● **MATERIAL TO PROCESS**
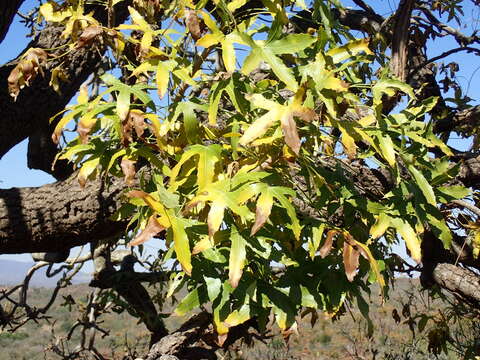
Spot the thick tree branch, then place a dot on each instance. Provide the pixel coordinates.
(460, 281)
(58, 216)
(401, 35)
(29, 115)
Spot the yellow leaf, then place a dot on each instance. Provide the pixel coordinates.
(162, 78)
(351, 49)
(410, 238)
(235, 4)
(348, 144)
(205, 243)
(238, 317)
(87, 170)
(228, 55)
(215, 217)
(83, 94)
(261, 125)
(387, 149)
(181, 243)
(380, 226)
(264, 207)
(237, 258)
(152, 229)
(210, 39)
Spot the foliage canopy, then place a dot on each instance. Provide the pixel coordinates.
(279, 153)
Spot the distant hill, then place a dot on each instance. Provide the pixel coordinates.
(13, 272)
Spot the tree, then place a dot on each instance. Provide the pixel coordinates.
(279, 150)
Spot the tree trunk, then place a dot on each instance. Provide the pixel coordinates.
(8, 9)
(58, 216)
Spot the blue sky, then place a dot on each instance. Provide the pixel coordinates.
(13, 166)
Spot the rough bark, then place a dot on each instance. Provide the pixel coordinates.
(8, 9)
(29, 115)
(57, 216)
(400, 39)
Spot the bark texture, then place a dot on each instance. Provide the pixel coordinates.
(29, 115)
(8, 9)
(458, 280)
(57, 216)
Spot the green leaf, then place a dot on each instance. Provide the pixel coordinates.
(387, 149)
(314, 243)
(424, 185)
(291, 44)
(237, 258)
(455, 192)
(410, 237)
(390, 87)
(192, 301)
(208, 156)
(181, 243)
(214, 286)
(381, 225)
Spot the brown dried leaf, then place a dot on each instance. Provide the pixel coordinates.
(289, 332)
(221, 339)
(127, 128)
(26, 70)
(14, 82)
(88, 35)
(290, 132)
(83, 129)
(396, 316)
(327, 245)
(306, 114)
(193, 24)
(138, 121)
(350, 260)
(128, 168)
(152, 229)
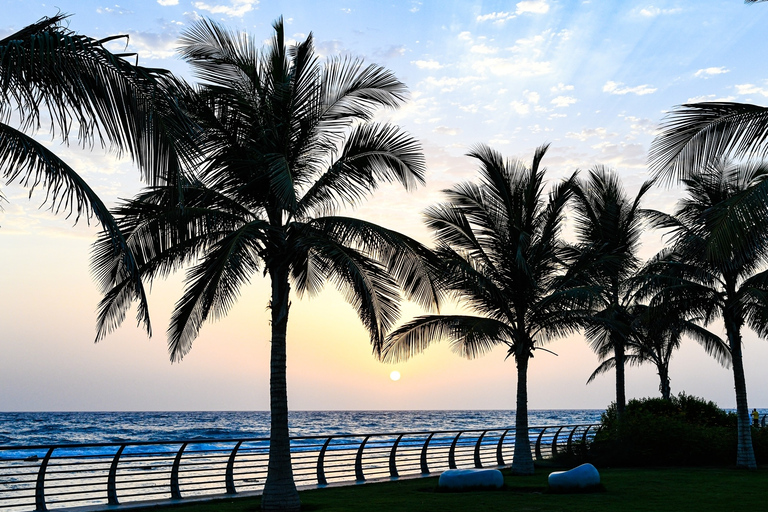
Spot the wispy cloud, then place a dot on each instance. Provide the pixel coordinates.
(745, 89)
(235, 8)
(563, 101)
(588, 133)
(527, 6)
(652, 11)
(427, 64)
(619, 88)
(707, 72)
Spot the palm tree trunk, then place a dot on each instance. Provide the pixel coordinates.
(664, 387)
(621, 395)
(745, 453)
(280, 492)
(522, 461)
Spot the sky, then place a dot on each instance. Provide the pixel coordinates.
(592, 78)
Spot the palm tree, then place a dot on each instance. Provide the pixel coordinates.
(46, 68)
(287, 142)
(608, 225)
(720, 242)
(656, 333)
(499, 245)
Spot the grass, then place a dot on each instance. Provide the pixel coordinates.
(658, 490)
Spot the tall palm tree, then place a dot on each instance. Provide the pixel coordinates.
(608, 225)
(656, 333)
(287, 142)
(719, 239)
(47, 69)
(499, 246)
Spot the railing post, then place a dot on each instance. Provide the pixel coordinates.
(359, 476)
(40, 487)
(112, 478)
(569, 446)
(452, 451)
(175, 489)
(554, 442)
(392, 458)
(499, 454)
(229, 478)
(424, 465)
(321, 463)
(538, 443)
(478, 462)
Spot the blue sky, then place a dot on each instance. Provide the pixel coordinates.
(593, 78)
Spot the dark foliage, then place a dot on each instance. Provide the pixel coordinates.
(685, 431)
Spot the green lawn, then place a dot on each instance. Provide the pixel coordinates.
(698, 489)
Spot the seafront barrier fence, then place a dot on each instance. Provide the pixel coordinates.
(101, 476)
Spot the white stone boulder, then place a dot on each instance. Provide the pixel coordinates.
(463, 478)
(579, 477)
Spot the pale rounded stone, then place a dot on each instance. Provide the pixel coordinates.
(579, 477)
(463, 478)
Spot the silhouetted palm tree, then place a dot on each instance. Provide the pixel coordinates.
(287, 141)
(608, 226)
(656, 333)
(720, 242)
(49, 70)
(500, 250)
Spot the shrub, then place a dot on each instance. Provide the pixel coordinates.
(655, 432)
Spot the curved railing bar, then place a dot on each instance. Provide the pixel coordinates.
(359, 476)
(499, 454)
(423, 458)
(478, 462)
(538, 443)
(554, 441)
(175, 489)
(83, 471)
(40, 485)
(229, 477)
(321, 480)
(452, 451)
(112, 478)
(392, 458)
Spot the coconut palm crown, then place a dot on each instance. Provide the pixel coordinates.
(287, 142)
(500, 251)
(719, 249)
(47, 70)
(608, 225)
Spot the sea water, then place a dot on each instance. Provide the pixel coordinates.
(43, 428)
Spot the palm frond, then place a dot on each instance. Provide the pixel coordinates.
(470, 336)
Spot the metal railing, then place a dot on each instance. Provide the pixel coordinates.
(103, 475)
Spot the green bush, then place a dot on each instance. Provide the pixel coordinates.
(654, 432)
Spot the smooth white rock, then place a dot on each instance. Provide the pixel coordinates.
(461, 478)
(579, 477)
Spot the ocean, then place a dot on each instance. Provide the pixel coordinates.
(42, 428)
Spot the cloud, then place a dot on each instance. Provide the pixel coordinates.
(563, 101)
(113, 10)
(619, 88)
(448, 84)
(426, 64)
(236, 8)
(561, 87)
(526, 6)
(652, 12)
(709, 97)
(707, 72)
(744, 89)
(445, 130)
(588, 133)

● **EXERCISE DETAILS**
Write out all the records above again, substituting "put a mark" for "place a dot" everywhere it appears and changing nothing else. Leave the pictures out.

● **WRITTEN ANSWER**
Spot the thick tree branch, then put a mark on each instance. Provide the pixel coordinates.
(460, 281)
(58, 216)
(401, 35)
(29, 115)
Spot the yellow leaf, then put a mark on each instance. Provide the pixel coordinates.
(162, 78)
(351, 49)
(410, 238)
(235, 4)
(348, 144)
(205, 243)
(238, 317)
(87, 170)
(228, 55)
(215, 217)
(83, 94)
(261, 125)
(387, 149)
(181, 243)
(380, 226)
(264, 207)
(237, 258)
(152, 229)
(210, 39)
Spot the foliage canopy, then put a mark on each instance. Provide the pixel coordinates.
(279, 153)
Spot the distant hill, then put a mark on each instance. Provide the pixel coordinates.
(13, 272)
Spot the tree, then put a mark on each instance. Provide the pixel coordinates.
(279, 150)
Spot the tree trunk, then put a mark on each instance. Provide the pixel coordinates.
(8, 9)
(58, 216)
Spot the blue sky, then put a mark on each instance. Provide the pixel coordinates.
(13, 166)
Spot the rough bark, then put a mark on each instance. Provide the pixel coordinates.
(8, 9)
(29, 115)
(57, 216)
(400, 39)
Spot the bark texture, then put a mark on each instance. Provide the pixel coordinates.
(29, 115)
(8, 9)
(458, 280)
(57, 216)
Spot the green leaf, then put a mark on each instance. Provide the pixel coordinates.
(387, 149)
(314, 243)
(424, 185)
(291, 44)
(237, 258)
(455, 192)
(410, 237)
(390, 87)
(192, 301)
(208, 156)
(181, 243)
(214, 286)
(381, 225)
Spot the brown dried leaf, then put a mark on each instance. Provide the pixel coordinates.
(289, 332)
(221, 339)
(127, 128)
(26, 70)
(14, 82)
(88, 35)
(290, 132)
(83, 129)
(396, 316)
(327, 245)
(306, 114)
(193, 24)
(138, 121)
(350, 260)
(128, 168)
(152, 229)
Spot the wispy cloud, then put a mark on each instance. Provide the pixel coordinates.
(745, 89)
(235, 8)
(563, 101)
(588, 133)
(527, 6)
(652, 11)
(427, 64)
(619, 88)
(707, 72)
Spot the palm tree trunk, then put a mark on each instance. Provide the pixel coordinates.
(664, 387)
(621, 395)
(745, 453)
(280, 492)
(522, 461)
Spot the sky, then put a mark on each instance. Provide the pixel coordinates.
(592, 78)
Spot the palm tree, then put a mark on each instance. Provide the pixel coordinates.
(46, 68)
(287, 142)
(608, 225)
(720, 242)
(656, 333)
(499, 245)
Spot the grass, then put a mark on each instance. Provide the pixel coordinates.
(658, 490)
Spot the tall palm tree, then put a mark on each instance. Provide the pixel coordinates.
(608, 225)
(656, 333)
(287, 142)
(719, 239)
(47, 69)
(499, 246)
Spot the railing post, then put a mark on each instance. Provide the pixel coordinates.
(359, 476)
(40, 487)
(112, 478)
(569, 446)
(452, 451)
(175, 489)
(554, 442)
(392, 458)
(499, 454)
(229, 478)
(424, 465)
(321, 463)
(538, 443)
(478, 462)
Spot the blue sky, then put a mark on each instance. Provide the pixel coordinates.
(593, 78)
Spot the dark foliage, then put a mark on each instance. Provide the pixel coordinates.
(685, 431)
Spot the green lawn, then put a mark on each instance. Provide the pixel coordinates.
(698, 489)
Spot the seafront barrier fence, then put a mark on each instance. Provide the pixel coordinates.
(101, 476)
Spot the white stone boulder, then put a mark on each instance. Provide the pixel coordinates.
(463, 478)
(579, 477)
Spot the pale rounded stone, then put a mark on each instance. Provide the pixel coordinates.
(579, 477)
(463, 478)
Spot the silhouetted palm tree, then put a mark on each instance. Provide the pixel coordinates.
(287, 141)
(608, 226)
(656, 333)
(720, 242)
(49, 70)
(500, 250)
Spot the shrub, then put a mark on each instance. Provide the pixel coordinates.
(655, 432)
Spot the curved railing bar, then put a mark on each instance. Provide the pixel coordinates.
(359, 476)
(499, 454)
(423, 458)
(478, 462)
(538, 443)
(554, 441)
(175, 489)
(83, 471)
(40, 485)
(229, 477)
(321, 480)
(452, 451)
(112, 478)
(392, 458)
Spot the coconut palm crown, then put a mark on each instance. Provide the pixel coordinates.
(287, 142)
(500, 251)
(719, 249)
(47, 70)
(608, 225)
Spot the sea water, then put a mark on each instance. Provide the pixel coordinates.
(43, 428)
Spot the palm frond, then put a mark on each instance. Provide the pixel coordinates.
(470, 336)
Spot the metal railing, then put a mark on each instance. Provide the pixel coordinates.
(103, 475)
Spot the green bush, then put a mark on each instance. Provide the pixel coordinates.
(654, 432)
Spot the smooth white rock, then put a mark on each instance. Provide the pixel coordinates.
(461, 478)
(579, 477)
Spot the ocean, then put a mark on each instance. Provide the pixel coordinates.
(42, 428)
Spot the cloud, then put a mark on each instance. Provide the pixel coordinates.
(563, 101)
(113, 10)
(619, 88)
(448, 84)
(426, 64)
(236, 8)
(561, 87)
(526, 6)
(652, 12)
(709, 97)
(707, 72)
(744, 89)
(445, 130)
(588, 133)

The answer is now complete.